» **EXERCISE**
Which lines in the rows below contain the string "roof"? Gather each such line in full, treating uppercase and lowercase as different.

-=-=-

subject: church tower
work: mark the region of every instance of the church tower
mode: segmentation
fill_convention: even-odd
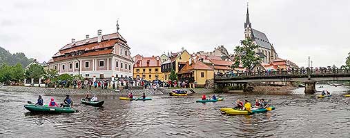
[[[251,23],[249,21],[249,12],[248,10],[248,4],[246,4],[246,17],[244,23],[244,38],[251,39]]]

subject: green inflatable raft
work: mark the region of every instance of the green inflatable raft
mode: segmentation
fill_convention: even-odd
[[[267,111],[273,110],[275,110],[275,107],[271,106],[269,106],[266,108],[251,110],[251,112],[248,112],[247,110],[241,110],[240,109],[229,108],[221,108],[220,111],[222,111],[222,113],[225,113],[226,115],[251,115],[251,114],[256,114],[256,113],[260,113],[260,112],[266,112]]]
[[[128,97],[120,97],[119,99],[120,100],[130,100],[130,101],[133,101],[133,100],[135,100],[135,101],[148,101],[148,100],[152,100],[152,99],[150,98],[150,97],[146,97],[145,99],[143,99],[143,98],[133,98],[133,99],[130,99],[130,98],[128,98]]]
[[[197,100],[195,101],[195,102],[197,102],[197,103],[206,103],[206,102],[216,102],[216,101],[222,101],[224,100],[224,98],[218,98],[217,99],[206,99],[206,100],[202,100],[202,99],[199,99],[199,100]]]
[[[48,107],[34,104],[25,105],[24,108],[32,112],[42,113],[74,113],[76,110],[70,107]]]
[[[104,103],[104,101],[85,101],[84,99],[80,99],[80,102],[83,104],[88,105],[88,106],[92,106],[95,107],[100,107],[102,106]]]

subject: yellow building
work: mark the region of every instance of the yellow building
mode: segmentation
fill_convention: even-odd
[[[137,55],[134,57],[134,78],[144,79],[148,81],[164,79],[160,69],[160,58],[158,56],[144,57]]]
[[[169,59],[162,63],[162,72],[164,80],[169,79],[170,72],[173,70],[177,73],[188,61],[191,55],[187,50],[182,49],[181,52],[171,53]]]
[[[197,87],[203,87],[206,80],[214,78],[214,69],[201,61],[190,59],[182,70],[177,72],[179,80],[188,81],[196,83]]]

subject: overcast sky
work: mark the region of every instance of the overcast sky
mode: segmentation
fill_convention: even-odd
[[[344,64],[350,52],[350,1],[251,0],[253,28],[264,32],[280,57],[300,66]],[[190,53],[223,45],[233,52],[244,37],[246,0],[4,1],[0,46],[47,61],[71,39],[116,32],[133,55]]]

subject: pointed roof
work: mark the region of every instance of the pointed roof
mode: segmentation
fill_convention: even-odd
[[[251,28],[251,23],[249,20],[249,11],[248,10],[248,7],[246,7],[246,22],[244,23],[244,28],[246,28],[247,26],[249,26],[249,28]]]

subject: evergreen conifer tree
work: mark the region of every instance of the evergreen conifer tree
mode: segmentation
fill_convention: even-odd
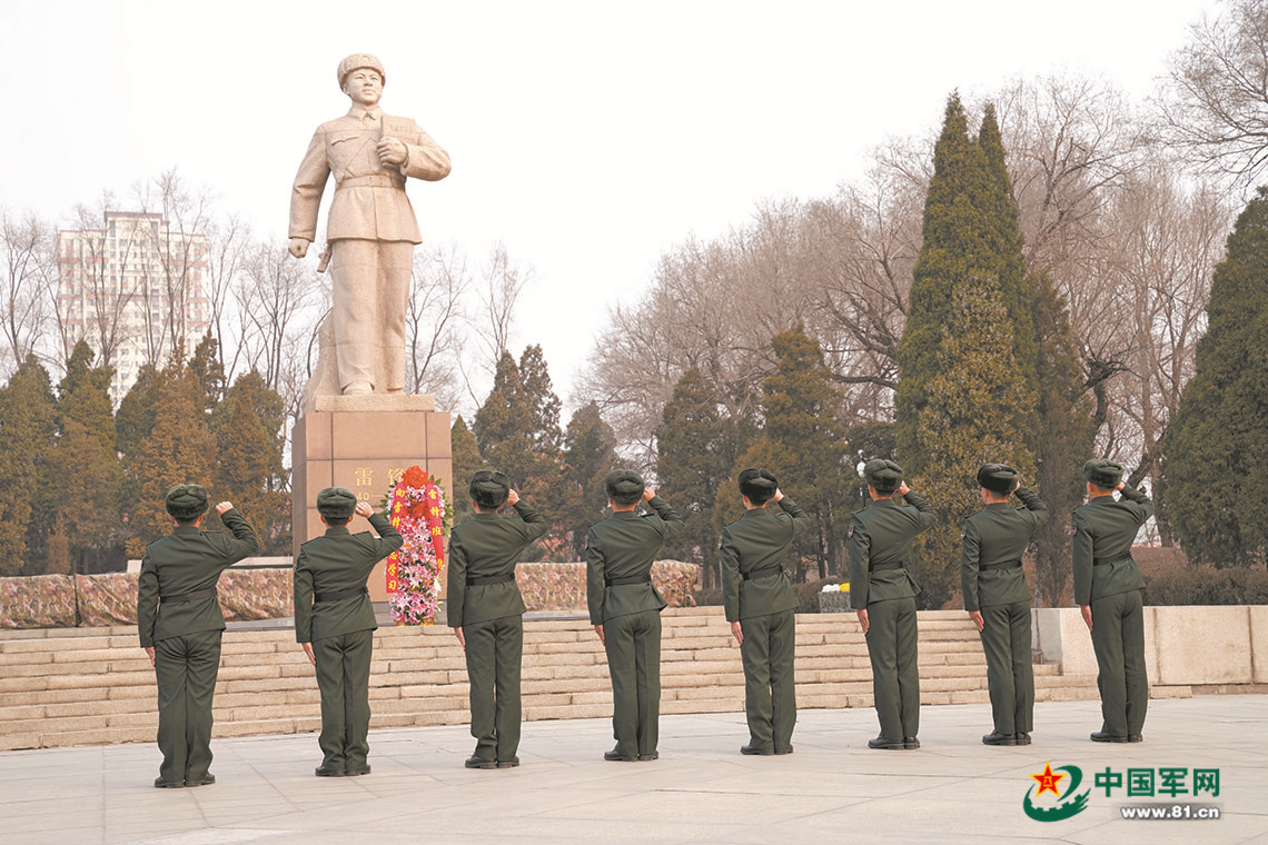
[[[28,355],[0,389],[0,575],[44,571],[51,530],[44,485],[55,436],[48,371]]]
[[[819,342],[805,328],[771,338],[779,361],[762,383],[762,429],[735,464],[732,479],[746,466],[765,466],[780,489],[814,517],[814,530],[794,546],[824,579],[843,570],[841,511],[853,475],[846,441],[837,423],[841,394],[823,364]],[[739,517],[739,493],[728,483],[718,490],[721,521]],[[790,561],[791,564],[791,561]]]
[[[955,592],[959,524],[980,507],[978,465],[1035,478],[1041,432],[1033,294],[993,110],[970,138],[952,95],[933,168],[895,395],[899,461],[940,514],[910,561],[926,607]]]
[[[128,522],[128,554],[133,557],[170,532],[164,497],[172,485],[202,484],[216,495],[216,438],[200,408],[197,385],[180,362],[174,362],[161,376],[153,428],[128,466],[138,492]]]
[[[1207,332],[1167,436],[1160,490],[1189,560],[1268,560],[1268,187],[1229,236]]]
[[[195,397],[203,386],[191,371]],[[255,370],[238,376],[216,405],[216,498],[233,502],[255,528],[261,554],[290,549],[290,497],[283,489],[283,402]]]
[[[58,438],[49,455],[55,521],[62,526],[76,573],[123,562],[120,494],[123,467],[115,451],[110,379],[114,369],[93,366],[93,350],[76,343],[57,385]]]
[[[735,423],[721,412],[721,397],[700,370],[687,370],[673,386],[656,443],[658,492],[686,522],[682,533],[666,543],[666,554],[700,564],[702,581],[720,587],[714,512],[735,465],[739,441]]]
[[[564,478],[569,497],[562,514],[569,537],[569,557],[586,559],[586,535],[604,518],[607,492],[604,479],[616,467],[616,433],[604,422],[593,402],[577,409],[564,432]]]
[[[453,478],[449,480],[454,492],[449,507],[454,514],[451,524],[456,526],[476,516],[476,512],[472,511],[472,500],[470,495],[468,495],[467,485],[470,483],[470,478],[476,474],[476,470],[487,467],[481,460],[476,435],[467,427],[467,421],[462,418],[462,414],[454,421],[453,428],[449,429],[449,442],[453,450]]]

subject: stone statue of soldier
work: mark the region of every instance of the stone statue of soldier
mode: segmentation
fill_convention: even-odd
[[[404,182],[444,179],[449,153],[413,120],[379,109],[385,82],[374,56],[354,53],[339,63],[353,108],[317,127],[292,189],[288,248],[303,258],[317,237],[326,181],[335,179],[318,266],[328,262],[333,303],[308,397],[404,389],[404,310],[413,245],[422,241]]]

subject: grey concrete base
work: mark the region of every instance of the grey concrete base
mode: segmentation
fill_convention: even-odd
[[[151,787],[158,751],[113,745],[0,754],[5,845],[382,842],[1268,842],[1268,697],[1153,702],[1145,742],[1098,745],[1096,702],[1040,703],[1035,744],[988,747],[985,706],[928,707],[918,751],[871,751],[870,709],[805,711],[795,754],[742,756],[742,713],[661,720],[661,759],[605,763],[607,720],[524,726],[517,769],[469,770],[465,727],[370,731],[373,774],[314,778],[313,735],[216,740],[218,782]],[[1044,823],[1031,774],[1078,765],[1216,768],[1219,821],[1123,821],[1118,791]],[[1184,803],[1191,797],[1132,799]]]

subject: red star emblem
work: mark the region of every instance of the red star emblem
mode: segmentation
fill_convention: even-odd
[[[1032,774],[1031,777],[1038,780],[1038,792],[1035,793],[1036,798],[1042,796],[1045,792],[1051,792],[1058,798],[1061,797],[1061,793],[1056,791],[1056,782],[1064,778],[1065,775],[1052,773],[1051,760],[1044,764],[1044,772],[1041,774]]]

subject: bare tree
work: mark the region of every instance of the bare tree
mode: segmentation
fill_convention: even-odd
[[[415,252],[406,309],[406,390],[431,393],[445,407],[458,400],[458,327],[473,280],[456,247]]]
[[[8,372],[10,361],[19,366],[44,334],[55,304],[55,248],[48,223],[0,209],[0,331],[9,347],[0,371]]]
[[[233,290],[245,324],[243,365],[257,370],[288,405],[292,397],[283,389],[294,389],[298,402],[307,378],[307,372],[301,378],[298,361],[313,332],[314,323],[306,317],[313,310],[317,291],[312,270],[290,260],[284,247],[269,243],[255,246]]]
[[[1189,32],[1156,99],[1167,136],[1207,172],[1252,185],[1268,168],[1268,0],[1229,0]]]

-=-=-

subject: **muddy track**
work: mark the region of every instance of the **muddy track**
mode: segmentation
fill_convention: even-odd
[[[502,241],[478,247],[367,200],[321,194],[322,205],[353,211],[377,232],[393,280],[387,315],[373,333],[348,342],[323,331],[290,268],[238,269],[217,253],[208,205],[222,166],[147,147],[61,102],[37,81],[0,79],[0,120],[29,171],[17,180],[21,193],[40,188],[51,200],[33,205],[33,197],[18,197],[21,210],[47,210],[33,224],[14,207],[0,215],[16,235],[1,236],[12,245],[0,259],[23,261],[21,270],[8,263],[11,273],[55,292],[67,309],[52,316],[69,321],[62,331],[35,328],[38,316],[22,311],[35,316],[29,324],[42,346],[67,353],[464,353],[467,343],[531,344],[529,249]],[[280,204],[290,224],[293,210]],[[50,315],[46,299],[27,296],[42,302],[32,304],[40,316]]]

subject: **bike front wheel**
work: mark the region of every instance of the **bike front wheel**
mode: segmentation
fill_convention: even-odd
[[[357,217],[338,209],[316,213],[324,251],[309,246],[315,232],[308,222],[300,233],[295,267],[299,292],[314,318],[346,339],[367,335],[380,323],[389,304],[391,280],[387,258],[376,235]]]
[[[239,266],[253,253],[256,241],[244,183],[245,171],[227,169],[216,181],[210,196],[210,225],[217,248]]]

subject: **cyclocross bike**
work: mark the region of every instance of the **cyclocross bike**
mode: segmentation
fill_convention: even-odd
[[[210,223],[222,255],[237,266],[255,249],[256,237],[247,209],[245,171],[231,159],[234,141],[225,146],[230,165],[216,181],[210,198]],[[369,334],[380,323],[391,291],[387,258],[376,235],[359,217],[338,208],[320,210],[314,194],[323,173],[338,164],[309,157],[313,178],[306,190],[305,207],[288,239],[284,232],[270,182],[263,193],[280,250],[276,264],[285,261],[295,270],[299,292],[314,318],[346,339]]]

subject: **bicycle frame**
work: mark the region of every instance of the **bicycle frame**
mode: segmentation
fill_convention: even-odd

-=-=-

» **ANSWER IN FULL**
subject: pointed roof
work: mark the region of every instance of the pointed roof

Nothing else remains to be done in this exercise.